Dataset entries:

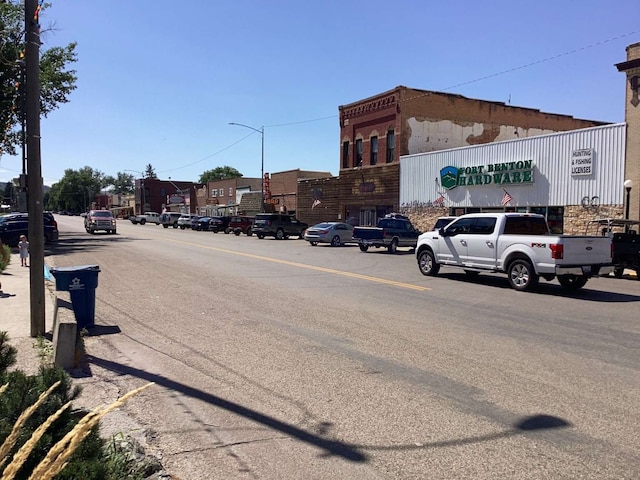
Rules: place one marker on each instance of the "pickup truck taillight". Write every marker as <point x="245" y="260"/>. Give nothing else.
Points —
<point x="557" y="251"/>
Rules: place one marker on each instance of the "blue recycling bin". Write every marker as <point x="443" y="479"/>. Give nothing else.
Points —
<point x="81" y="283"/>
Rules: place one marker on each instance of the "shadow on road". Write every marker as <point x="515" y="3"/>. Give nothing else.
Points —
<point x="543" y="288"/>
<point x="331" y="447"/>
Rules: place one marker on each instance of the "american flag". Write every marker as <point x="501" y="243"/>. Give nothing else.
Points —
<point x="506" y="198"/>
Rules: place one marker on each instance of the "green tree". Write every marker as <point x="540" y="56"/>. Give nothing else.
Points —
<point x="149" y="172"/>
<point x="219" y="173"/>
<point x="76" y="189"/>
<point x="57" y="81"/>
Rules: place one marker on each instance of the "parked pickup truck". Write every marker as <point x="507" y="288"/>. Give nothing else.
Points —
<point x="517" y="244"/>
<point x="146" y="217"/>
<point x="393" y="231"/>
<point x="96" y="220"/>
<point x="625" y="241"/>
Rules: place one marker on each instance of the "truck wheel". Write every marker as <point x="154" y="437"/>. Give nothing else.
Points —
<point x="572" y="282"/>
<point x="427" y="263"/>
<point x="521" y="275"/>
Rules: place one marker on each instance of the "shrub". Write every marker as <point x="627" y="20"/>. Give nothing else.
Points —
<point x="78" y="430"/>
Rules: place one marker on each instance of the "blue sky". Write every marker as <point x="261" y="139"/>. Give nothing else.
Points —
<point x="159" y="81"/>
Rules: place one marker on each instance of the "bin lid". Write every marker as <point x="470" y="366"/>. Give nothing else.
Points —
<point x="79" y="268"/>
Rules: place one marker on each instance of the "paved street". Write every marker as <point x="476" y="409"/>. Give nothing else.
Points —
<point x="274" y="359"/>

* * *

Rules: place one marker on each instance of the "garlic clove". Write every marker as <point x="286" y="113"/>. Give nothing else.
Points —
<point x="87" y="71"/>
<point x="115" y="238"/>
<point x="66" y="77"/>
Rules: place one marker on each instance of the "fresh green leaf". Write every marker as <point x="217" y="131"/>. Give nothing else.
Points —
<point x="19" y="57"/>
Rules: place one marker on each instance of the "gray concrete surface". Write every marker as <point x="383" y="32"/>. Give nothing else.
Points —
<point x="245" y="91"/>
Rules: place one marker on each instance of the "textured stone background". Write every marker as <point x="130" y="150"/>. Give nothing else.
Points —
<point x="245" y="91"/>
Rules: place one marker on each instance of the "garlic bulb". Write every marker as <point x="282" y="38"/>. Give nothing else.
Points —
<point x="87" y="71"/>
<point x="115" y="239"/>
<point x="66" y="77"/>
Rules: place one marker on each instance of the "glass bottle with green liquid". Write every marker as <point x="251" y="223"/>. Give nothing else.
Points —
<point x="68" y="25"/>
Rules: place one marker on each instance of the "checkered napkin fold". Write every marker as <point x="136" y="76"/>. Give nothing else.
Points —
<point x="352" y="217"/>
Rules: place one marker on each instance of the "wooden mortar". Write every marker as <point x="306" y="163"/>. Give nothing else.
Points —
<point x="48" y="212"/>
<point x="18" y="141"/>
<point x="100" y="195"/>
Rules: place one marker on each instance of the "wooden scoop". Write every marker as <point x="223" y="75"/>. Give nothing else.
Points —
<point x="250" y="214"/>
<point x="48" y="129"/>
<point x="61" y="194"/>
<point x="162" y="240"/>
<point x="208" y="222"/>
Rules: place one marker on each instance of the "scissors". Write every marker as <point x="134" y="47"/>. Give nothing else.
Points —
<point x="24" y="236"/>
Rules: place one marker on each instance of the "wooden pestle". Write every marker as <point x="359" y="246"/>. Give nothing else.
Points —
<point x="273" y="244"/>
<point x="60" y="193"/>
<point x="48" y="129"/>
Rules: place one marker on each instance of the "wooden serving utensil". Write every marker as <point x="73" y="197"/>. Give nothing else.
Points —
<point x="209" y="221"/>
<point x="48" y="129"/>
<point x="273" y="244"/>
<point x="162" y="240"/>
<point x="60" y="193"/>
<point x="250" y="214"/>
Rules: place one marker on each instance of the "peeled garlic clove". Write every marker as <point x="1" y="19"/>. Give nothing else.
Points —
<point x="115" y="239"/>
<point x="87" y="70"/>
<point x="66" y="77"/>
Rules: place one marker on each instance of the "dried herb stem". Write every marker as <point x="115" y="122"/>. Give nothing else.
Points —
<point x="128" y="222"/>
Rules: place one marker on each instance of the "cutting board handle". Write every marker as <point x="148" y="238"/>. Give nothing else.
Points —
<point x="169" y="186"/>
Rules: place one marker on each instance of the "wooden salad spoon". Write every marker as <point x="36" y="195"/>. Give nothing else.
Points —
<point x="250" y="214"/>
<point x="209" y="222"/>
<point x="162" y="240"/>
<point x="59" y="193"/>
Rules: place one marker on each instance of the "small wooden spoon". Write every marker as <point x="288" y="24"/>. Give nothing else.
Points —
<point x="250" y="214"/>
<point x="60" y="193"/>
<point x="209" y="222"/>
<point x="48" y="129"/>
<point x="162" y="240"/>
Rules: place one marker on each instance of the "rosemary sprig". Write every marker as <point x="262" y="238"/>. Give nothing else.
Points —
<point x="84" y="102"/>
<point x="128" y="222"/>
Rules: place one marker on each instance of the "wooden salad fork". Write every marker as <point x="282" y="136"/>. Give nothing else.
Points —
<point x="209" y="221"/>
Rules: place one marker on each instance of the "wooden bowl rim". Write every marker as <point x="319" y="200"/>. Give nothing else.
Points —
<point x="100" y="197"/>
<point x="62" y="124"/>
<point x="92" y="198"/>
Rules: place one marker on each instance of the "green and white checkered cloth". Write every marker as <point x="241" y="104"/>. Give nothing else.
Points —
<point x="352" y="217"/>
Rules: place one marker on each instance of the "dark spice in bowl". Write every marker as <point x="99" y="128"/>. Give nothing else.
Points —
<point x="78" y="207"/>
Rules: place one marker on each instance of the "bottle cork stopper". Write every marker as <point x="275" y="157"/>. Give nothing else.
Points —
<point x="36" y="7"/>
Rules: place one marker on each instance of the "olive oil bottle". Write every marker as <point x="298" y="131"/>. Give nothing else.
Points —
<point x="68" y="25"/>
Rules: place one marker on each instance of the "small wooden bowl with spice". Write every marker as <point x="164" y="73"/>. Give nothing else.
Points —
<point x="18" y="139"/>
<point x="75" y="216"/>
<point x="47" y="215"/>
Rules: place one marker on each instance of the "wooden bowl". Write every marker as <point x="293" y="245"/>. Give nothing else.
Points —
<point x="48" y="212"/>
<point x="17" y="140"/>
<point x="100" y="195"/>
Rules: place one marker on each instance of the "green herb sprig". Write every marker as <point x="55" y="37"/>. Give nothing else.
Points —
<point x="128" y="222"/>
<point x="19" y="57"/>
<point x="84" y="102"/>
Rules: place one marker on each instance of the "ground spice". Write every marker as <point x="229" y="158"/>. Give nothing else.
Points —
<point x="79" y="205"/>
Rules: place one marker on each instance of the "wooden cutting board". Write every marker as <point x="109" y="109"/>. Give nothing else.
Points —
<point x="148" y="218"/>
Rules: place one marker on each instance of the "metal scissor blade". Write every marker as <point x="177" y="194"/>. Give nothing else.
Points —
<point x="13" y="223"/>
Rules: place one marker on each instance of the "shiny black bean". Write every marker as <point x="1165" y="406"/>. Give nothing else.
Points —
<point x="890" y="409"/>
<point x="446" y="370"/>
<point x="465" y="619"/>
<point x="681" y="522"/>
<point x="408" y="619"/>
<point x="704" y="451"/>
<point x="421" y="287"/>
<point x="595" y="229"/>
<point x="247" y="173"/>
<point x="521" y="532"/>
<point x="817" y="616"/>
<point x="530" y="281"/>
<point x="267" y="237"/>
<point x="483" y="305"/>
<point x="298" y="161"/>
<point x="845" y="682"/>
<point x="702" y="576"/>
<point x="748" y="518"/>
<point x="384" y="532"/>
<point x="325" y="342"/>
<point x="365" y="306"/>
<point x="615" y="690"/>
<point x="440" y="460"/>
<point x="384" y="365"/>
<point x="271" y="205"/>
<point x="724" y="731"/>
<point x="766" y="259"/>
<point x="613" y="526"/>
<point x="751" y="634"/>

==

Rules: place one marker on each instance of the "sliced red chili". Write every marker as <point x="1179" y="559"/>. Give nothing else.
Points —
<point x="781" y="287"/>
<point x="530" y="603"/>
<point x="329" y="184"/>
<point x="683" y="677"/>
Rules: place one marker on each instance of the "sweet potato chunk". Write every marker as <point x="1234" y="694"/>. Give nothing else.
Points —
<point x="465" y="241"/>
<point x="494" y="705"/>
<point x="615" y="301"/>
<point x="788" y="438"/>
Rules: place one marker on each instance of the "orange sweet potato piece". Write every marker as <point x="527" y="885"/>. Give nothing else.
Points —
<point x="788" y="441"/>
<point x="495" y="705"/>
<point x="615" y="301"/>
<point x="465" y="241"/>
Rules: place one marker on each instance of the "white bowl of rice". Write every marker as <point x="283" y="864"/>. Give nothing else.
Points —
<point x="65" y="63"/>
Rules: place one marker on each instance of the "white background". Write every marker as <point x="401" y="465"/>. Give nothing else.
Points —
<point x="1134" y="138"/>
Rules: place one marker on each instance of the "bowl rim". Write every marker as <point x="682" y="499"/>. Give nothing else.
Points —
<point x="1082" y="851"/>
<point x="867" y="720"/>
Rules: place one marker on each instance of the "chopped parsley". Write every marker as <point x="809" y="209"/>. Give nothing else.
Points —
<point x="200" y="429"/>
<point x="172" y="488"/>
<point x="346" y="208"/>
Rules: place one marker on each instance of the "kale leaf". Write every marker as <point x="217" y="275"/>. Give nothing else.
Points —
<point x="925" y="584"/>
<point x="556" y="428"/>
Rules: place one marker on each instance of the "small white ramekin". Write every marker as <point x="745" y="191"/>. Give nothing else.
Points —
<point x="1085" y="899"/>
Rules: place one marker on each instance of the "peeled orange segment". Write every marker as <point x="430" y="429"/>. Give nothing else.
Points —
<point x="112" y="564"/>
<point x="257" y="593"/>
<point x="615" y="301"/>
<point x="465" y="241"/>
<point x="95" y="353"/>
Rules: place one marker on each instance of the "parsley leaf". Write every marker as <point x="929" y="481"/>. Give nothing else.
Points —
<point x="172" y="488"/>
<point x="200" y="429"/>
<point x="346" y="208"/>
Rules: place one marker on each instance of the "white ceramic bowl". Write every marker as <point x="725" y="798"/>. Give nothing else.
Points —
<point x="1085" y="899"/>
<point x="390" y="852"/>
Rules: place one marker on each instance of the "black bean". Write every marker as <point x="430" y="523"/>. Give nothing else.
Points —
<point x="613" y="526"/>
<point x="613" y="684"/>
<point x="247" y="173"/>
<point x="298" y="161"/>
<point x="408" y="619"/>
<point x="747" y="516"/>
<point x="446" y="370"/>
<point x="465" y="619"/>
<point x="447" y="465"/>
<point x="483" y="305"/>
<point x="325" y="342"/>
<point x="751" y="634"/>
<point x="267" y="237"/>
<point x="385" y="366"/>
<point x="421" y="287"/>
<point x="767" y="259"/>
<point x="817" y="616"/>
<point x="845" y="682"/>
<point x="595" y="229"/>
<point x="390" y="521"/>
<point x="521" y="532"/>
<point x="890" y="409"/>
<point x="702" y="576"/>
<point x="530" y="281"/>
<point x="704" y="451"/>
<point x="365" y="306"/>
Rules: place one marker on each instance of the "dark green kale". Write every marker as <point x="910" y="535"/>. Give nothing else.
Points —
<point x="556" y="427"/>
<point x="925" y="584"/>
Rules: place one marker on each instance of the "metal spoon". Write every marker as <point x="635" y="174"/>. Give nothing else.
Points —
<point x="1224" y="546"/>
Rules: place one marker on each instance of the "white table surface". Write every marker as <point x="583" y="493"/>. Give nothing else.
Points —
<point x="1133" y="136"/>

Work task:
The answer must be every line of the data that holds the word "background".

Exercise answer:
Rules: place one marker on each instance of the "textured stone background". Write every marker as <point x="130" y="150"/>. Give nothing else.
Rules: place one marker on each instance of the "white background". Write every marker as <point x="401" y="465"/>. Give nothing else.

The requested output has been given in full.